===== RECORDS PROVIDED =====

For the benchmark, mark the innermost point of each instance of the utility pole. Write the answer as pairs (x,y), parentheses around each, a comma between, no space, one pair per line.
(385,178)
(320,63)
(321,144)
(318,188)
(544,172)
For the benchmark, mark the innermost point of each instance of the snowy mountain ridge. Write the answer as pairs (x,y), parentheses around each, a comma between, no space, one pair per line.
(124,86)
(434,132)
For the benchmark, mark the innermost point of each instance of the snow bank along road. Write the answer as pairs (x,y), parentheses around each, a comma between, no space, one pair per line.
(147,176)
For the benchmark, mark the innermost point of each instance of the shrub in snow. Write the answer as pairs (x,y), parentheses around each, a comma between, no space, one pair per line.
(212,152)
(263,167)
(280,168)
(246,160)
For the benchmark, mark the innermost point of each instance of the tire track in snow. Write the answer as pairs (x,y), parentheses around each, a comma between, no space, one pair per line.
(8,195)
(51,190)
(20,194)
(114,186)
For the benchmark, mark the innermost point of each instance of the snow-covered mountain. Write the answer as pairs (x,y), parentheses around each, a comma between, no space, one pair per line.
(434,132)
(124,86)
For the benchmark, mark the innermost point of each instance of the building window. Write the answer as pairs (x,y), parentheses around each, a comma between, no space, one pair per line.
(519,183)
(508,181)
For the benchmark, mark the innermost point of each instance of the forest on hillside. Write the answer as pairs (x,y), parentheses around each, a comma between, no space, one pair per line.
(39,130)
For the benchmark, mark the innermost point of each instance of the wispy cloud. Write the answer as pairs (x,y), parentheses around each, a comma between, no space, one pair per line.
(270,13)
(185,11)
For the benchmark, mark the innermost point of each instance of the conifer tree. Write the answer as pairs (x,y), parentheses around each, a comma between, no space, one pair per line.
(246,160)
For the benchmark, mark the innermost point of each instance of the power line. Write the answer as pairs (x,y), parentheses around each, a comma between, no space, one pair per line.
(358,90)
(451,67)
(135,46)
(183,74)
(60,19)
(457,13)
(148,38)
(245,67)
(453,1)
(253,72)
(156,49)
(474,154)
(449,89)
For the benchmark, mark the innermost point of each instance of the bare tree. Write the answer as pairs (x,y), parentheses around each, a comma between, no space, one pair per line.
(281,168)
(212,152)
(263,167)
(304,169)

=====

## PROBLEM DETAILS:
Copy every record exactly as presented.

## WRITTEN ANSWER:
For the benchmark, mark the innermost point of each instance of the utility pole. Write the answer as pairs (x,y), parentheses around each, a comma between, no space, one pair per line.
(385,178)
(320,63)
(321,144)
(318,188)
(544,172)
For the benchmark, mark the innermost point of each instance of the snowy mountain ridge. Write the answer as pairs (x,y), parentheses around each, a comma between, no space, one pair per line.
(124,86)
(434,132)
For the benchmark, mark the innermost point of each instance of the snow bank along road. Write the answer as pairs (x,y), parentheses around each, a comma between, no space, one pair per line.
(147,176)
For the benchmark, mark the innermost point of each instance of the shrub in snow. Write the answer as pairs (x,y), parentheses around each, a comma between, no space, one pair per line.
(212,152)
(263,167)
(280,168)
(246,160)
For the benchmark, mark the innermost point of each instance of the tire track in snow. Write the answer as pairs (x,y), parentheses around each, a comma between, no space, one pair per line.
(8,195)
(51,190)
(20,194)
(114,186)
For the benchmark, mark the innermost point of each instance of the snow-covered mountain. Write the answer as pairs (x,y), parentheses around each, a comma between, no space, one pair per line.
(434,132)
(124,86)
For the benchmark, mark the innermost point of each instance of the building window. Write the answer as pairs (x,y), parentheses around each, a comma between, no space, one pair per line.
(519,183)
(508,181)
For the benchmark, mark the innermost point of each instance of the forest on hillside. Write the answer as pairs (x,y), parentheses around each, a comma between, no space, one pair per line.
(39,130)
For the benchmark, mark the innermost point of each instance of the wispy cloud. Write the answer as pairs (x,y), parentheses around each, a comma between, no space, one pair per line.
(270,13)
(185,11)
For the benchmark, mark the innermost point of each instance of the conifer tree. Write the answer as pairs (x,y), parentheses around each, a comma between, no space, one pair per line.
(246,160)
For the benchmark, mark the innermost point of each instance of the power line. Write the answer as pairs (x,y), parentheses around each, a comma between, no space, one pair per line.
(358,90)
(451,67)
(135,46)
(183,74)
(60,19)
(457,13)
(148,38)
(245,67)
(453,1)
(253,72)
(156,49)
(474,154)
(449,89)
For the benchmark, mark the innermost point of each instance of the bare tree. Write the answer as pairs (x,y), parentheses around each, a comma between, no space, one pair per line.
(281,168)
(212,152)
(263,167)
(304,169)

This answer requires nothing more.